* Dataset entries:
******

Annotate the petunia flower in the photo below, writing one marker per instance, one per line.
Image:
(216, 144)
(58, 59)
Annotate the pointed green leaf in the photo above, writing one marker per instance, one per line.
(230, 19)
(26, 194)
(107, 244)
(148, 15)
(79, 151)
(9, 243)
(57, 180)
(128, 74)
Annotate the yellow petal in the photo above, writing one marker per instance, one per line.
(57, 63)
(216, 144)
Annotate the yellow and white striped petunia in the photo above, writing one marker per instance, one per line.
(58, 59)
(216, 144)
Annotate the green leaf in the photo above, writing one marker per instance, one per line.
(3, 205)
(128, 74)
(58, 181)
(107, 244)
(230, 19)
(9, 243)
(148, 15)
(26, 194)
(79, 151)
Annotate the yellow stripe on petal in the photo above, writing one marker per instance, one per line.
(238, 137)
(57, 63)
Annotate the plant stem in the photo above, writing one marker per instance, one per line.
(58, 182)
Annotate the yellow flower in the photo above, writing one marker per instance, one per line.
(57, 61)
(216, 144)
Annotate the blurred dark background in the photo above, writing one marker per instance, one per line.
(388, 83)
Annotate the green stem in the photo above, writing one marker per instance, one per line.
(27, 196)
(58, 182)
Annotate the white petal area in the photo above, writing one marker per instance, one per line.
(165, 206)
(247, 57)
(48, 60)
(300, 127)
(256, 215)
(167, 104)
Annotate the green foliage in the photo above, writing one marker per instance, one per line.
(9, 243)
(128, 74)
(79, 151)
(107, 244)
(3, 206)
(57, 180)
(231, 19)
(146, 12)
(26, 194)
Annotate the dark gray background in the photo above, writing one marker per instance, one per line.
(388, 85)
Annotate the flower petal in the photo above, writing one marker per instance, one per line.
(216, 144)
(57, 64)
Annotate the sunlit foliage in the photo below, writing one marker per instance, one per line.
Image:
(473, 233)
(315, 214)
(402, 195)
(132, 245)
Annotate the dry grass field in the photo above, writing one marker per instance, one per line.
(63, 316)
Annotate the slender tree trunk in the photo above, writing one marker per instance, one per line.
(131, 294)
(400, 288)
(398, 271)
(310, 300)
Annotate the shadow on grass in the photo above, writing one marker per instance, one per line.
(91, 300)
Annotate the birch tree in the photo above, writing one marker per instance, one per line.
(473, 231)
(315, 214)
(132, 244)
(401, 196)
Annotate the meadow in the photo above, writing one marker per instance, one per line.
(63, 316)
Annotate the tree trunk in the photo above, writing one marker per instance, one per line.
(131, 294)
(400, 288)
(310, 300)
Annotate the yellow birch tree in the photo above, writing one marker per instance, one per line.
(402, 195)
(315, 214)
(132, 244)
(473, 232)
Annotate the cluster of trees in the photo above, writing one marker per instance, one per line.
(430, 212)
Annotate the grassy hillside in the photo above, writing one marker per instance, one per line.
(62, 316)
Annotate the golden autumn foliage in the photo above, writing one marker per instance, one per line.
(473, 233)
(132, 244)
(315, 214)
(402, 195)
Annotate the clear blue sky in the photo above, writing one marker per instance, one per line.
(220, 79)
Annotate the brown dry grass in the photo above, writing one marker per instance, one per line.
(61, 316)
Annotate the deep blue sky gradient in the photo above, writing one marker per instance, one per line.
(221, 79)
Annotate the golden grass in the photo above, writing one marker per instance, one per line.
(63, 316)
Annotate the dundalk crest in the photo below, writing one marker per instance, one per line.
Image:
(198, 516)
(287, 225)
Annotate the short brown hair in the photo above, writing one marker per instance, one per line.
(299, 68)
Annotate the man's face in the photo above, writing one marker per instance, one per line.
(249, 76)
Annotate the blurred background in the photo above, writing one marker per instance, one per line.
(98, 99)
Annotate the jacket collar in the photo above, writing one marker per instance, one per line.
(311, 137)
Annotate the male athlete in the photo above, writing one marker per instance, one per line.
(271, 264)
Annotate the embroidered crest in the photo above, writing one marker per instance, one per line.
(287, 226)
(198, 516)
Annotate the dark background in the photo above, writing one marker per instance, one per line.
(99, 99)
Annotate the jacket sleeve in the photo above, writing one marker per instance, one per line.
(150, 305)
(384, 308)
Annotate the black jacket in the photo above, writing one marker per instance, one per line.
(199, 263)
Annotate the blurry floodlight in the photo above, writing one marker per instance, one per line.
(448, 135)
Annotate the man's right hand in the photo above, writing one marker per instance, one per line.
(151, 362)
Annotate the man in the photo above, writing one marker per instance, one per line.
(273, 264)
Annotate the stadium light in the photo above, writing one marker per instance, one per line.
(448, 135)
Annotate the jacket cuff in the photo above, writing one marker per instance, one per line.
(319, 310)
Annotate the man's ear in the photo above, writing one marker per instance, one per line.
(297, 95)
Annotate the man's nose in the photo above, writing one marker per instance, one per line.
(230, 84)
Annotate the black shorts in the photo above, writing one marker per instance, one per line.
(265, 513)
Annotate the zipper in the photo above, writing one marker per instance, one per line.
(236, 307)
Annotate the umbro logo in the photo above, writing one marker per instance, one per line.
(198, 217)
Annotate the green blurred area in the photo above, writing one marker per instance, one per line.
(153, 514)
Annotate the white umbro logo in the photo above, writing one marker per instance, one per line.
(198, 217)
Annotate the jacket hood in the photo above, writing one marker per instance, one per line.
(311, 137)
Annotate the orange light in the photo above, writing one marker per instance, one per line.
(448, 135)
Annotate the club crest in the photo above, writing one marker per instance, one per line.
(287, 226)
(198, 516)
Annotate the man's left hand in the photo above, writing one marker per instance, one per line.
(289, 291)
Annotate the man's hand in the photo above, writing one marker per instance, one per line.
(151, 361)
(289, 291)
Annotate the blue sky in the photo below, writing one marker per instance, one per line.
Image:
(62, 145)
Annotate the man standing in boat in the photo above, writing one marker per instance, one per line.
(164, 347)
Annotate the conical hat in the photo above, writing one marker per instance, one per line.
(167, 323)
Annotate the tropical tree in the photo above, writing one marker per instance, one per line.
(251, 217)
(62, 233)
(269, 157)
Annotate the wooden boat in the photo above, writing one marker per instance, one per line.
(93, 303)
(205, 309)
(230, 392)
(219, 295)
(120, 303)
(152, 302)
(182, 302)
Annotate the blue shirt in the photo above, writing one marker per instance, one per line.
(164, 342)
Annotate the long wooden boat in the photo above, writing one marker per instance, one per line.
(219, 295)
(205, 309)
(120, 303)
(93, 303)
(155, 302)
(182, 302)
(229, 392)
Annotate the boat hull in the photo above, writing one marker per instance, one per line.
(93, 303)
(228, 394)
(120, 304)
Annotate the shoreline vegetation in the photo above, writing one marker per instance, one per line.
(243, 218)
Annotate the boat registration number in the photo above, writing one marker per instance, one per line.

******

* WHAT IS NEEDED:
Reproduce the items word for word, beginning at the line that contains "Annotate the wooden" and continuing through the last line of the items.

* SOLUTION:
Annotate the wooden boat in the photo above, writing one marker per instance, one per line.
(93, 303)
(205, 309)
(230, 392)
(219, 295)
(120, 303)
(152, 302)
(182, 302)
Annotate the blue shirt in the photo above, writing one marker per instance, one per line.
(164, 342)
Annotate the long wooden boat in the photo above, writing one marker per instance, one per line.
(219, 295)
(205, 309)
(120, 303)
(93, 303)
(155, 302)
(182, 302)
(229, 392)
Annotate the boat hull in the photo above, writing one marker per instance, one per line.
(93, 303)
(228, 394)
(120, 304)
Annotate the shoreline vegetation in the photo above, writing one marker per instance, one per line.
(243, 218)
Annotate the boat registration number in the photo above, writing one marker per instance, one per line.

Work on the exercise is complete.